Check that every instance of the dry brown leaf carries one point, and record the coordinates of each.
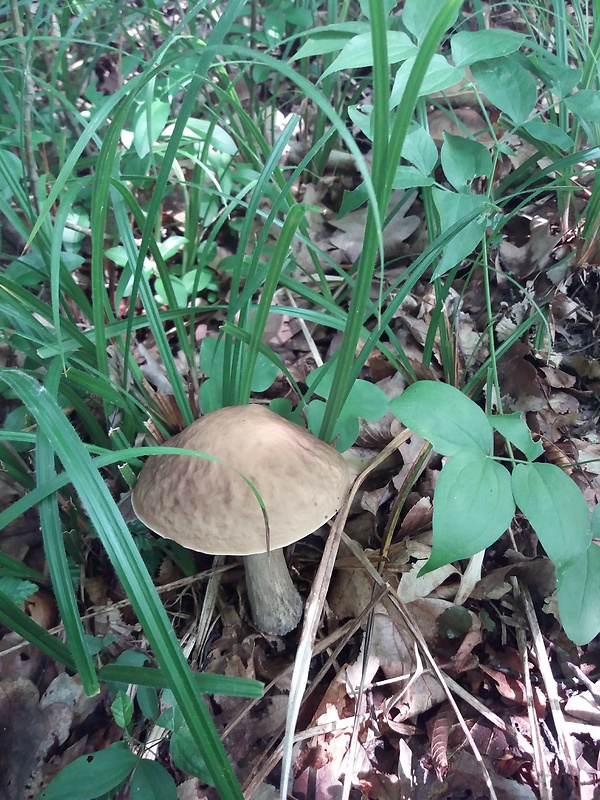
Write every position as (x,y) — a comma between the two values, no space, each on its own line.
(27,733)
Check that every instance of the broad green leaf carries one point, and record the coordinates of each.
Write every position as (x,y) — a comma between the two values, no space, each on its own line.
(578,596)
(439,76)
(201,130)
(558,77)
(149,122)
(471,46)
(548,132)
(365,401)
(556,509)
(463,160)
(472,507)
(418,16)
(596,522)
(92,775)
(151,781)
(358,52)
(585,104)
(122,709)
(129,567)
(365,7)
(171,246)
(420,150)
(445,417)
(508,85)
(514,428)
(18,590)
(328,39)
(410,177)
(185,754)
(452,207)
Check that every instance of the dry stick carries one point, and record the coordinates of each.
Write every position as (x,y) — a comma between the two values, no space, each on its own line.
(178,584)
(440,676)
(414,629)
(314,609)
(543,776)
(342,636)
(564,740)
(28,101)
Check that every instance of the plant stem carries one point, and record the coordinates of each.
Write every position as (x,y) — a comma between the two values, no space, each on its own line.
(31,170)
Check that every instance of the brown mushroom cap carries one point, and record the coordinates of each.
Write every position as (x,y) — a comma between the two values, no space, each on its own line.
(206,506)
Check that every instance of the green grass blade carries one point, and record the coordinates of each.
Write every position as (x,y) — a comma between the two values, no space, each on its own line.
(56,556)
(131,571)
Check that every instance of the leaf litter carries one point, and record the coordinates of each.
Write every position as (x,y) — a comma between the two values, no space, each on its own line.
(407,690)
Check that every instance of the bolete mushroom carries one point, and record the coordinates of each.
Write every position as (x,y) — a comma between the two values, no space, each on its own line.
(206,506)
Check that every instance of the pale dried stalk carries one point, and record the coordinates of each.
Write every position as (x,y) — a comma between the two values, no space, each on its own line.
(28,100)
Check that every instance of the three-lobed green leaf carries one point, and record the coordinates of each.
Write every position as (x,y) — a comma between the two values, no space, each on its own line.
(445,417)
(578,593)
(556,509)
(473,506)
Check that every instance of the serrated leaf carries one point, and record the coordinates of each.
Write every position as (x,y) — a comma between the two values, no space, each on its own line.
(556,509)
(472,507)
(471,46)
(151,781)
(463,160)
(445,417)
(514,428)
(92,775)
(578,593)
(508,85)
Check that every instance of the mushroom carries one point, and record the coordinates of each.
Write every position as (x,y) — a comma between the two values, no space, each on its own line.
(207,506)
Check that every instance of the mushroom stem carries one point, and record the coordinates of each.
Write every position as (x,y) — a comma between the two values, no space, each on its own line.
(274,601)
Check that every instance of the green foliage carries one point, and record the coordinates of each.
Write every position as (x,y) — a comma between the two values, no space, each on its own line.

EXERCISE PROMPT | Repeat only the stretch of lines that opens with the line containing "Check that every instance of the serrated" and closes with the final line of the entries, both included, exactly as written.

CORRECT ANSWER |
Check that every instance of the serrated leaf carries one point, and record the coordinates of each.
Write every position as (x,y) — a comma between the two values, no space, each on its own line.
(556,509)
(472,507)
(471,46)
(151,781)
(463,160)
(445,417)
(514,428)
(92,775)
(578,593)
(508,85)
Check that every instance of the mushroom carries one point, and record the coordinates of each.
Write every position as (x,y) — a comma between the two values, no space, each on its own line.
(207,506)
Check that every instance of the mushroom stem carries one point, and record the coordinates of each.
Write every position as (x,y) — a comma between the two values, no space, each on its own line.
(274,601)
Check that every instance of the green foliage carries one point, and record the coordinates of each.
Write every position as (x,y) — a comma between the two values, no space, each on its own line.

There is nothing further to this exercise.